Unser Königreichsdienst

Heute wurde ich an einen Mann namens Joseph Goebbels erinnert, seines Zeichens ehemaliger Reichspropagandaminister unter Hitler, der 1943 im Berliner Sportpalast eine Ansprache hielt, mit der er seine Zuhörer für den "totalen Krieg" zu begeistern versuchte. Bevor er den Sportpalast betrat, fragte er seine Begleitung nach der Zusammensetzung des Auditoriums, um zu entscheiden, "welche Platte" er auflegen solle. Er hatte natürlich für verschiedene Zuhörerschaften und Gelegenheiten auch verschiedene "Platten" bereit. Er war ein fähiger Propagandaminister und Rhetoriker.

*ZIEL 1*. Skaliere in den Zeilen von der Zeile mit „Objective — a point for each instance of the stadium“ bis einschließlich zum Ende der Zeilen jede Koordinate in den Antworten mit dem Faktor 1,15 und runde auf ganze Zahlen, wobei Hälften aufgerundet werden. Gib nur diese Zeilen samt ihren Anweisungen erneut aus.

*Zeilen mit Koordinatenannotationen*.
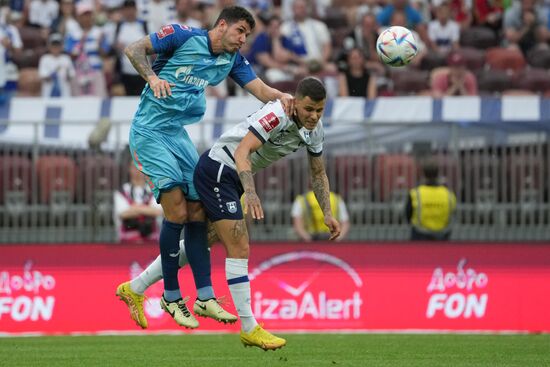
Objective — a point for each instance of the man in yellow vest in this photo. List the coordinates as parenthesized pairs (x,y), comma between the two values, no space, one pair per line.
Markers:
(430,207)
(308,218)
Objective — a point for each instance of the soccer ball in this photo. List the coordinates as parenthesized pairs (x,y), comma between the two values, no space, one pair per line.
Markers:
(396,46)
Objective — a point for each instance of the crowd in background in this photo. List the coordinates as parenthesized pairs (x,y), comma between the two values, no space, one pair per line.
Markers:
(75,47)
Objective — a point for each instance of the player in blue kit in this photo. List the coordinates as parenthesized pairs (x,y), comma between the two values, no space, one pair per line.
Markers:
(188,60)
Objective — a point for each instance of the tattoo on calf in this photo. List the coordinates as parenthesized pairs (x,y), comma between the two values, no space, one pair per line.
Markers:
(238,230)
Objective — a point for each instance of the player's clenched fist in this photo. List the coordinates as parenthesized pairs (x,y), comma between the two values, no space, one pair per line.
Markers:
(161,88)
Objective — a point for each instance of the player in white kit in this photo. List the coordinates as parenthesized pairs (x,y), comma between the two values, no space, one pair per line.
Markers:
(225,172)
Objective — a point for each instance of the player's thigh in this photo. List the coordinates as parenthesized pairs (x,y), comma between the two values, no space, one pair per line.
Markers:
(186,155)
(219,189)
(174,205)
(234,236)
(156,160)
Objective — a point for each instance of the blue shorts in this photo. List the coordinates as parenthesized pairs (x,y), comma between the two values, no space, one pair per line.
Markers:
(219,189)
(167,159)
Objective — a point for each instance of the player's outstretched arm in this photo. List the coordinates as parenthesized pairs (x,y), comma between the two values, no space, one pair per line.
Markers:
(137,54)
(320,187)
(252,204)
(265,94)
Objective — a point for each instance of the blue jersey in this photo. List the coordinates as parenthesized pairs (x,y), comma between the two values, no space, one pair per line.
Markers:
(186,60)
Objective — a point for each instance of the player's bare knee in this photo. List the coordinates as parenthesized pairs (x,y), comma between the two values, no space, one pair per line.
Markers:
(176,215)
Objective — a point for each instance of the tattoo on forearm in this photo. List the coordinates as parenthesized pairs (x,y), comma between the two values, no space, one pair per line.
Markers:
(321,190)
(247,180)
(137,54)
(238,230)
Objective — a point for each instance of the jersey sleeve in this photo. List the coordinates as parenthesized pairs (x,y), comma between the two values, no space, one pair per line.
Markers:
(268,121)
(241,72)
(315,148)
(170,37)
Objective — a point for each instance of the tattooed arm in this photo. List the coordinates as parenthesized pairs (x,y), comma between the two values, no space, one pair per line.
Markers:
(249,144)
(320,187)
(137,53)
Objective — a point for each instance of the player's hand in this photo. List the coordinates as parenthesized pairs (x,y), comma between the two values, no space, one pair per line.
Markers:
(253,206)
(161,88)
(288,104)
(334,227)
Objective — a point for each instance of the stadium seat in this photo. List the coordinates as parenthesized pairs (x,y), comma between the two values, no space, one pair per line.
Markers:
(29,84)
(492,81)
(478,37)
(352,179)
(396,175)
(539,58)
(15,183)
(474,58)
(410,81)
(536,80)
(56,178)
(507,59)
(97,179)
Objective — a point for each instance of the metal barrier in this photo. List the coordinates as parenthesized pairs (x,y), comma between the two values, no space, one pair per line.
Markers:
(53,193)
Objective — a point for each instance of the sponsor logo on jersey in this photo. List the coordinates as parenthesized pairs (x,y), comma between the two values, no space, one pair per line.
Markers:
(183,74)
(165,31)
(269,121)
(231,207)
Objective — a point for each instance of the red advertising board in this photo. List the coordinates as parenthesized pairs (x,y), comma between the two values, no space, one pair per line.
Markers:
(55,289)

*ZIEL 2*. Kopiere aus dem Text über Goebbels' Sportpalastrede wortgetreu den Abschnitt von „Unser Königreichsdienst“ bis „Propagandaminister und Rhetoriker.“.

*LÖSUNG 1*.
Objective — a point for each instance of the stadium seat in this photo. List the coordinates as parenthesized pairs (x,y), comma between the two values, no space, one pair per line.
Markers:
(33,97)
(566,93)
(550,43)
(405,206)
(455,201)
(620,67)
(17,210)
(545,67)
(472,93)
(616,92)
(64,205)
(583,68)
(112,206)
Objective — a point for each instance of the metal barrier in this photo. List the coordinates as parenthesized pairs (x,y), comma between the two values, no space, one pair per line.
Markers:
(61,222)
Objective — a point for each instance of the sponsor logo on jersey in this photo. List the coordinates as parenthesized pairs (x,y), comma between the two values, no space, one pair per line.
Markers:
(210,85)
(190,36)
(309,139)
(266,238)
Objective — a point for each instance of the red advertising board in this photo. List the coordinates as parenthesized pairs (x,y), comma between the two values, no space, one pair per line.
Markers:
(63,332)

*LÖSUNG 2*.
Unser Königreichsdienst

Heute wurde ich an einen Mann namens Joseph Goebbels erinnert, seines Zeichens ehemaliger Reichspropagandaminister unter Hitler, der 1943 im Berliner Sportpalast eine Ansprache hielt, mit der er seine Zuhörer für den "totalen Krieg" zu begeistern versuchte. Bevor er den Sportpalast betrat, fragte er seine Begleitung nach der Zusammensetzung des Auditoriums, um zu entscheiden, "welche Platte" er auflegen solle. Er hatte natürlich für verschiedene Zuhörerschaften und Gelegenheiten auch verschiedene "Platten" bereit. Er war ein fähiger Propagandaminister und Rhetoriker.